# Start of Passage

1. Technical Feasibility
Evaluate whether the project can be built with available technology and expertise.
Technology Readiness Assessment
| Readiness Level | Description | Risk |
|---|---|---|
| Mature | Production-proven, widely used | Low |
| Established | Production-ready, growing adoption | Low-Medium |
| Emerging | Early adoption, limited production use | Medium |
| Experimental | Pre-production, research phase | High |
| Theoretical | Conceptual, not yet implemented | Very High |
For each core technology, assess:
- Current maturity level
- Community and vendor support
- Documentation quality
- Talent availability in market
- Long-term viability
Technical Complexity Assessment
Complexity Factors:
| Factor | Low | Medium | High |
|---|---|---|---|
| Integration points | 1-3 | 4-7 | 8+ |
| Data sources | 1-2 | 3-5 | 6+ |
| Custom algorithms | None | Some | Significant |
| Real-time requirements | None | Partial | Critical |
| Scale requirements | <1K users | 1K-100K | >100K |
| Security requirements | Basic | Standard | Stringent |
| Compliance requirements | None | Industry | Regulatory |
Complexity Score: Sum factors and categorize:
- 0-7: Low complexity (straightforward implementation)
- 8-14: Medium complexity (manageable with expertise)
- 15-21: High complexity (significant challenges expected)
- 22+: Very high complexity (consider scope reduction)
Technical Risk Factors
Identify and rate (1-5) these risks:
- Unproven architecture: Novel patterns without precedent
- Integration complexity: Many external system dependencies
- Performance uncertainty: Unclear if requirements are achievable
- Scalability concerns: Uncertainty about growth handling
- Security challenges: Complex threat model or compliance needs
- Data complexity: Large, unstructured, or sensitive data
- Algorithm novelty: Custom ML/AI or complex logic required
Risk Mitigation Questions:
- Have similar systems been built successfully?
- Are there proven patterns we can follow?
- Can we prototype high-risk components early?
- What are fallback options if primary approach fails?
2. Resource Feasibility
Evaluate whether required resources (people, time, money) are available.
Team Capability Assessment
Required Skills Inventory:
| Skill Area | Required Level | Current Level | Gap |
|---|---|---|---|
| Frontend development | |||
| Backend development | |||
| DevOps/Infrastructure | |||
| Database/Data engineering | |||
| Security | |||
| Domain expertise | |||
| Project management |
Levels: None, Basic, Intermediate, Advanced, Expert
Gap Analysis:
- Critical gaps (show-stoppers)
- Important gaps (require hiring/training)
- Minor gaps (manageable with learning)
Timeline Feasibility
Timeline Estimation Factors:
| Factor | Multiplier |
|---|---|
| Clear requirements | 1.0x |
| Partially defined requirements | 1.3x |
| Evolving requirements | 1.5x |
| Experienced team with stack | 1.0x |
| Team learning new technologies | 1.3x |
| Team new to domain | 1.5x |
| Greenfield project | 1.0x |
| Legacy integration | 1.3x |
| Legacy replacement | 1.5x |
Timeline Reality Check:
- Apply multipliers to initial estimates
- Add 20-30% buffer for unknowns
- Compare to similar past projects
- Identify hard deadlines and assess achievability
Budget Feasibility
Cost Categories to Estimate:
cost_categories:
development:
- Personnel (internal team)

# End of Passage

#### [Short problem 1]
List the technology readiness levels named in the project feasibility guide, each with the risk rating the guide assigns it.
#### [Short problem 2]
Write the next part of the project feasibility guide, picking up right after its last line.

# Start of Data excerpt

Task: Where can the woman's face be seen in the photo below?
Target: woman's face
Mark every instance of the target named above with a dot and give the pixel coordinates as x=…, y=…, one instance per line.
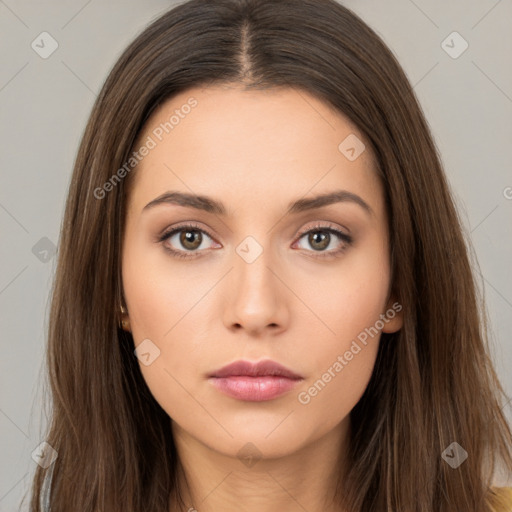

# End of Data excerpt

#### [Task result 1]
- Mature: Low
- Established: Low-Medium
- Emerging: Medium
- Experimental: High
- Theoretical: Very High

#### [Task result 2]
- Contractors/consultants
- Training and upskilling
infrastructure:
- Cloud services (compute, storage, networking)
- Development environments
- CI/CD tooling
third_party:
- SaaS subscriptions
- API costs
- Licensing fees
operational:
- Monitoring and observability
- Support tooling
- Security tools
contingency:
- Risk buffer (15-25%)
- Scope buffer (10-20%)
Budget Viability Assessment:
- Total estimated cost vs. available budget
- Cash flow timing requirements
- Hidden costs identification
- Cost overrun scenarios
3. Market Feasibility
Evaluate whether the project addresses a real market need.
Market Need Assessment
Key Questions:
- Is there demonstrated demand for this solution?
- What problem does it solve, and how painful is that problem?
- Who are the target users, and can we reach them?
- What is the market size (TAM, SAM, SOM)?
- Is the market growing, stable, or declining?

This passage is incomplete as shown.